_GIVEN EXERCISE_
Output exactly the lines between the line that contains "Put a marker on every instance of the yellow cement" and the last line of the material, counting both.

_DATA EXCERPTS_

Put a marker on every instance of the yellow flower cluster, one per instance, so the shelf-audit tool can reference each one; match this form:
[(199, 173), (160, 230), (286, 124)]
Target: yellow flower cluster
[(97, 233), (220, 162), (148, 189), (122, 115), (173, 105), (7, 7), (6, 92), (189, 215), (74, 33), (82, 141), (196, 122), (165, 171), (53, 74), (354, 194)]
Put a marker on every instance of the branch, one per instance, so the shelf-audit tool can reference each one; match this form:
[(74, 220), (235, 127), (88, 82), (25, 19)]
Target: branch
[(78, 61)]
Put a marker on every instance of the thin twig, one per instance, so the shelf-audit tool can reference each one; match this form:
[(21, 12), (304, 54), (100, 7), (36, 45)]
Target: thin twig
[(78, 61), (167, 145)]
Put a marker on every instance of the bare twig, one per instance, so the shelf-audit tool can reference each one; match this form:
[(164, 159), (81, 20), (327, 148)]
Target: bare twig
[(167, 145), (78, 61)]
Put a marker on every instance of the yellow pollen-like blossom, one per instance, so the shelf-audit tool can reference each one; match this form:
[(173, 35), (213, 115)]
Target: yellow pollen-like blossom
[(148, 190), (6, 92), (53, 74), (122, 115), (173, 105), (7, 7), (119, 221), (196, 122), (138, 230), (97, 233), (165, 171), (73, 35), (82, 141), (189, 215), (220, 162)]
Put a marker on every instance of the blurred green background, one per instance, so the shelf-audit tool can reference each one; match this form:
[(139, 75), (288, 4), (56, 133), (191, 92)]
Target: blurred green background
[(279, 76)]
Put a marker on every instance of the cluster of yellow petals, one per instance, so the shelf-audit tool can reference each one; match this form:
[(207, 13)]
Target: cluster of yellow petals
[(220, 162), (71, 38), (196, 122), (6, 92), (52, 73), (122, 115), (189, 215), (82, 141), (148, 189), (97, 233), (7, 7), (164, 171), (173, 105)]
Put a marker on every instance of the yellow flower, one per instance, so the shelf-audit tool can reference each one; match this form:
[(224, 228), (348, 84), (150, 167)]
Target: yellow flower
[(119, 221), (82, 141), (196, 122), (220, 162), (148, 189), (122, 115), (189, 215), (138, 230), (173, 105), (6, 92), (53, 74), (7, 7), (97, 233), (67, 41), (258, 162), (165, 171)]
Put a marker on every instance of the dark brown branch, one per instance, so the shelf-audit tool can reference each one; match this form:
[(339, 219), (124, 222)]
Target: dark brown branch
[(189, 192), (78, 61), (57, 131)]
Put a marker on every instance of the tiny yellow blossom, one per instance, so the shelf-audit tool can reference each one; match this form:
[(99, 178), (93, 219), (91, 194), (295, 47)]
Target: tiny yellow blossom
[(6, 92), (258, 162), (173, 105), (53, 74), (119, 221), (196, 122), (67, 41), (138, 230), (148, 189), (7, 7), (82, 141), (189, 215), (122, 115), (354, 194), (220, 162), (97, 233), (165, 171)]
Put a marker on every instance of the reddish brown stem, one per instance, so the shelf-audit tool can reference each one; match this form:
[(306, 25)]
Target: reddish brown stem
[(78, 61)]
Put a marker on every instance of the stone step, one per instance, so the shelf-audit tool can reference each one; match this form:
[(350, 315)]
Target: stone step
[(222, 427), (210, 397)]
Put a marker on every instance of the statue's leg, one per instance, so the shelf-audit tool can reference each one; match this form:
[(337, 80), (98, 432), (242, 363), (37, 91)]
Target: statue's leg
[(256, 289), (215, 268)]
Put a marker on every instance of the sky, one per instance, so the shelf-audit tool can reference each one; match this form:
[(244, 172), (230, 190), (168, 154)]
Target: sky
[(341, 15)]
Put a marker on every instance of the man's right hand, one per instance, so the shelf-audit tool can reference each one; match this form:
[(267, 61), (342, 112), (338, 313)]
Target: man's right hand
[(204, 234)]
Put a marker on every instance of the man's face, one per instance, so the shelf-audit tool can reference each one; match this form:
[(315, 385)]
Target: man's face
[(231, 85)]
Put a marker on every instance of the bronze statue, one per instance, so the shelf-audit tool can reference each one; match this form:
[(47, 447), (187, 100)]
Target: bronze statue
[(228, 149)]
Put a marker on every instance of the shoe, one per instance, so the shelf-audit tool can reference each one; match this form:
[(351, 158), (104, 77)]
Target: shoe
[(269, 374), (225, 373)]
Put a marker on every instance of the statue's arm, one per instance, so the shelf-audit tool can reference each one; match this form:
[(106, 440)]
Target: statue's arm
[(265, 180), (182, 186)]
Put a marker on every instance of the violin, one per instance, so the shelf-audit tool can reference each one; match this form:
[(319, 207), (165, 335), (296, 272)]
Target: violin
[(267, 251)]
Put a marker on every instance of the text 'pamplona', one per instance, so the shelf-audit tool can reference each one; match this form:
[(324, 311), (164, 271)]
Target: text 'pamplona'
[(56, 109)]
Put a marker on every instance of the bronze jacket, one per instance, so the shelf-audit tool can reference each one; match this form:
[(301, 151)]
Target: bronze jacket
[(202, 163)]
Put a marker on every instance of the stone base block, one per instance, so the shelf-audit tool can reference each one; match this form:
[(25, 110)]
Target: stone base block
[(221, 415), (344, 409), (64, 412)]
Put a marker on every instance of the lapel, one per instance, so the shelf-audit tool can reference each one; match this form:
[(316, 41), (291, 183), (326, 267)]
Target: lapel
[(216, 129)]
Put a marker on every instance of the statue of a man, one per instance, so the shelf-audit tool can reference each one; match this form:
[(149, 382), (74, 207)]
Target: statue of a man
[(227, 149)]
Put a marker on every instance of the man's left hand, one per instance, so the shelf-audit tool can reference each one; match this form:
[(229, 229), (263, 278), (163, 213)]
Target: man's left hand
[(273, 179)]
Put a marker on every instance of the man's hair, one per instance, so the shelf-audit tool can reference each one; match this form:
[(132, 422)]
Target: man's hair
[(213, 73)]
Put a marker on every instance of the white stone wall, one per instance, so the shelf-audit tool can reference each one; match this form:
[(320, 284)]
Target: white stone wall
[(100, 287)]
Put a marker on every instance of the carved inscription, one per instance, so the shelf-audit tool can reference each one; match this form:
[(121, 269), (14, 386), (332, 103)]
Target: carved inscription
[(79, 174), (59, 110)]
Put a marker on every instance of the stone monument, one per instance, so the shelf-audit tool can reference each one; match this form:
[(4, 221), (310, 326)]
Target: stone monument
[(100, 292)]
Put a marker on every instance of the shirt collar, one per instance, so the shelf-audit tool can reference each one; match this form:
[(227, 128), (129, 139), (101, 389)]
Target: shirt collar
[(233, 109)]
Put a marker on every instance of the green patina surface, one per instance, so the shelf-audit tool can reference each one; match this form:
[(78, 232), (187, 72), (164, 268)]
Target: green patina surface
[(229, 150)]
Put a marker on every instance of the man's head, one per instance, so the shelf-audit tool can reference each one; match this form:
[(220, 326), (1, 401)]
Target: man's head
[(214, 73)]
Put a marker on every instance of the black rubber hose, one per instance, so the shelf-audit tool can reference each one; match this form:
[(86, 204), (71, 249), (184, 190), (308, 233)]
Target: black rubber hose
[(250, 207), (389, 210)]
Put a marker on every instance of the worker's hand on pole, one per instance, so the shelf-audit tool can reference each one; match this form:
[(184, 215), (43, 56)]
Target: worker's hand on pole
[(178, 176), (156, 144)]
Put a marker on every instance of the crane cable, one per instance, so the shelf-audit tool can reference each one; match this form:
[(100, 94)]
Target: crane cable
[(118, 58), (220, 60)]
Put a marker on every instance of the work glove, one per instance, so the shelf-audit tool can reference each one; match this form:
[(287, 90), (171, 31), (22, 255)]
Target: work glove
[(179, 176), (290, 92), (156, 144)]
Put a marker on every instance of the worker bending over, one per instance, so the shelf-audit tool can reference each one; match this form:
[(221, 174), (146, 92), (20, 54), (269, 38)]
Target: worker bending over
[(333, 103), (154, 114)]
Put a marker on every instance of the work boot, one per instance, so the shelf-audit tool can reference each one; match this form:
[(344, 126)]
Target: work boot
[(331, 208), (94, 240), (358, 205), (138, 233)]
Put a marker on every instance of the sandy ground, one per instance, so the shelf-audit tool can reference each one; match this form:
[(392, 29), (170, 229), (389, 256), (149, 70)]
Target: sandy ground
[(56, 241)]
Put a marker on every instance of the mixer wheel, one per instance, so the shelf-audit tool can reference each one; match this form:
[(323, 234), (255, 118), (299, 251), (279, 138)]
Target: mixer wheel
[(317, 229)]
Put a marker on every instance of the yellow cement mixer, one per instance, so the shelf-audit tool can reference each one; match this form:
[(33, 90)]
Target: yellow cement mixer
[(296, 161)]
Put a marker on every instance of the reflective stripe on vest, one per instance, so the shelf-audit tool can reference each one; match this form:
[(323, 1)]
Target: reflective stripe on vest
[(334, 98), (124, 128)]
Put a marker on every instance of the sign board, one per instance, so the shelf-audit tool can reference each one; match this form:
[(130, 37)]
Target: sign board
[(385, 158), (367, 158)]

_TASK RESULT_
Put a marker on every instance of the yellow cement mixer, one per instance, so the shelf-audit tool can reference each one; match this form:
[(33, 90)]
Target: yellow cement mixer
[(296, 161)]
Put a marker on every instance of the reflective stripe on vest, one per instance, so the shelf-audit tool can reference each one; match this form:
[(323, 1)]
Target: reflective stripe on vest
[(334, 98), (124, 128)]
Put a marker on every instance of the sign board, one per instance, so the shelf-audit tool can reference each one; match this form:
[(130, 37)]
Target: sign board
[(385, 158), (367, 158)]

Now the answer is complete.